→ **Record list**:
..........
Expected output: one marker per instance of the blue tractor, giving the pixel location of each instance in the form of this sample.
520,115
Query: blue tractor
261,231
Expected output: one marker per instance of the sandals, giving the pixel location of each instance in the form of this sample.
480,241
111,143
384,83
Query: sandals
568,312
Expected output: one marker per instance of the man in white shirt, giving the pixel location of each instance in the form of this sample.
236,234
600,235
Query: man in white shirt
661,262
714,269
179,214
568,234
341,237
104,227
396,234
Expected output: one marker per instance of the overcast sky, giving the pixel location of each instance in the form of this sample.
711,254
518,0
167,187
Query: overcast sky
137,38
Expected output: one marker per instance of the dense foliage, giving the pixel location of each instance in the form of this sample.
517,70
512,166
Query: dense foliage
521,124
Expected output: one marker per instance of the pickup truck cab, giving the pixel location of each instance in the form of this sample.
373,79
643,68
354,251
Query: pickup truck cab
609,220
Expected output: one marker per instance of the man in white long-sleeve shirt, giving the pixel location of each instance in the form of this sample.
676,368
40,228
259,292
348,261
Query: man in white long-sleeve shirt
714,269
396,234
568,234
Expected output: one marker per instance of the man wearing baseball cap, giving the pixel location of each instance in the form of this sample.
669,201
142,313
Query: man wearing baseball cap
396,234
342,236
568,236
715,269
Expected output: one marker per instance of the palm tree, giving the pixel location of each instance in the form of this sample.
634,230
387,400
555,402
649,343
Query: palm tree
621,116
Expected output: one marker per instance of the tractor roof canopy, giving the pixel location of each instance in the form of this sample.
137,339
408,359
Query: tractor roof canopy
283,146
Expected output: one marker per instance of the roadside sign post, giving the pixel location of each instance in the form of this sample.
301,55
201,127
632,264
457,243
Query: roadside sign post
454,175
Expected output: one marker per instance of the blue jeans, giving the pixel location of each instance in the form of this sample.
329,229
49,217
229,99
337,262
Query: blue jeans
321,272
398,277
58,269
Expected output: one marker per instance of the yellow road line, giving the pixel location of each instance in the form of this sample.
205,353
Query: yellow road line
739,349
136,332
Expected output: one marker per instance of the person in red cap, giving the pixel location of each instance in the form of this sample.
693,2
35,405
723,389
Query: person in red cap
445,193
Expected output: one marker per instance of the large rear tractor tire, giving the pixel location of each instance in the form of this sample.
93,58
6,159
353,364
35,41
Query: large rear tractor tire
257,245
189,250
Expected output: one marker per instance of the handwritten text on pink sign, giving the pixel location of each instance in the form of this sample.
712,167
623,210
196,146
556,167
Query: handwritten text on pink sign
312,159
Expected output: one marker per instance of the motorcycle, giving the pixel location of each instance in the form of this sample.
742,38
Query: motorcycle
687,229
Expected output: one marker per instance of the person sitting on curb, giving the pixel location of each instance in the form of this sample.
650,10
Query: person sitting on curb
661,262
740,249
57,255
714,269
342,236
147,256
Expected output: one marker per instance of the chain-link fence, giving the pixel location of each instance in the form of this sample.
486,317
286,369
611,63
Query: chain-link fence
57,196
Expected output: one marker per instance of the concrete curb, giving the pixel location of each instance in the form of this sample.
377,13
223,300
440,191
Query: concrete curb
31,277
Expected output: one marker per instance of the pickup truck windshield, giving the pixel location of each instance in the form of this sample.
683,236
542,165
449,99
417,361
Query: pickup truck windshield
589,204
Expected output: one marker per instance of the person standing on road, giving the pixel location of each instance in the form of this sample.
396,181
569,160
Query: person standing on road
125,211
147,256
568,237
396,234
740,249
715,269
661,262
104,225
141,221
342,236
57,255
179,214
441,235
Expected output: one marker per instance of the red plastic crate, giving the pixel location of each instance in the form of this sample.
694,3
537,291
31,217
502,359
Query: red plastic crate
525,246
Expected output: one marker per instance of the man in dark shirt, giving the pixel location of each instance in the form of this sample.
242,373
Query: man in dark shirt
..........
→ **Goal**:
Copy every line above word for word, changing nothing.

→ **Exercise response**:
Expected output: one marker per instance of the blue tractor, giving the pixel location of each instance in the form of this sample.
520,115
Query: blue tractor
261,231
Expected output: one marker per instance of the sandals, giving the pixel location of each instance in the form of this sample.
480,241
111,143
384,83
Query: sandals
568,312
Expected output: one marker per instance of the man in white shirt, giving the pixel location of each instance in the form of this sample.
236,234
600,235
Query: man in white shirt
661,262
714,269
179,214
568,234
341,237
104,227
396,234
Expected output: one marker per instance of the overcast sky, giving the pixel location of each instance in the form of this sample.
711,254
518,0
167,187
Query: overcast sky
137,38
Expected output: one marker per instance of the dense foliage, giving the pixel location of each instance in the form of this sample.
517,70
512,166
Query: dense foliage
521,124
Expected output: one marker per instance of the pickup truck cab, giving the pixel location of each instance in the form of this sample.
373,79
643,68
354,251
Query: pickup truck cab
609,220
Expected output: one marker per instance of the man in white long-sleeve shirt, giving the pixel location of each instance in the form of this sample.
676,368
40,228
259,292
348,261
Query: man in white long-sleeve shirt
714,269
396,234
568,234
Expected output: one marker per instance of the man wearing baseball cap, giving the pixel location of each instance in the form of this sample.
669,201
142,313
Query: man wearing baseball cap
396,234
342,236
568,236
715,269
Expected output: one marker per instance of the palm tree, giving the pixel location of each instance in the form of this sample.
634,230
387,400
555,402
649,343
Query: palm tree
621,116
Expected output: one marker per instance of the tractor roof canopy, giving the pixel location of each instance in the form of this sample.
137,339
408,359
Query: tractor roof canopy
283,146
Expected output: one marker per instance of the roadside sign post, giving the pixel location of each instance in the form of this sample.
301,55
201,127
632,264
457,243
Query: roadside sign post
454,175
Expected output: one marker per instance of the blue jeans, giving the pixel location of each instance in the form of this sample.
329,229
49,217
229,99
337,262
Query: blue jeans
321,272
398,277
58,269
Expected output: one marker per instance of the yellow road line, giving the pixel location of each instance in the form of this sample.
205,353
Query: yellow road line
739,349
136,332
Expected output: one marker per instance of the person in red cap, giving the pixel location of each instance in the form of this sample.
693,2
35,405
723,389
Query: person in red cap
445,193
Expected output: one marker per instance of the large rear tractor tire, giving the pixel location of each instance in the form of this sample.
93,58
6,159
353,364
35,41
Query: large rear tractor tire
257,245
189,250
Expected output: one marker per instance of the handwritten text on pink sign, giving the pixel location of each instance in the form of this sample.
712,167
623,210
196,146
556,167
Query: handwritten text on pink sign
312,159
Expected output: one marker per instance of the motorcycle, giving the pixel location of each instance in the form of this sample.
742,38
Query: motorcycle
687,229
Expected output: one marker per instance of the person sitting on curb, giving the pixel location of each instance in the form of this sample.
650,10
Query: person sitting on curb
661,262
740,249
57,255
714,269
342,236
147,256
Expected output: one marker per instance of the chain-link fence, giving the pixel location of each instance in the form of this sample.
486,317
286,369
611,63
Query: chain-link fence
57,196
Expected output: one marker per instance of the concrete curb, giving the pixel location of each instance in the form of this sample.
377,13
223,300
440,191
Query: concrete curb
31,277
Expected output: one marker per instance of the pickup truck windshield, giving the pixel location of each instance in the form of this sample.
683,236
542,165
449,99
417,361
Query: pickup truck windshield
589,204
Expected output: one marker per instance of the person standing on road, giving the pixel location of each instance in the form of this sample.
396,181
569,160
Query: person standing on road
125,211
147,256
568,237
396,234
740,249
715,269
661,262
104,225
141,221
342,236
57,255
179,214
441,235
Expected output: one marker per instance of the red plastic crate, giving the pixel location of each instance in the form of this sample.
694,3
537,291
31,217
502,359
Query: red plastic crate
525,246
Expected output: one marker per instance of the man in dark shirt, giving the pixel location of each instance in the form of this sample.
242,373
Query: man in dark shirt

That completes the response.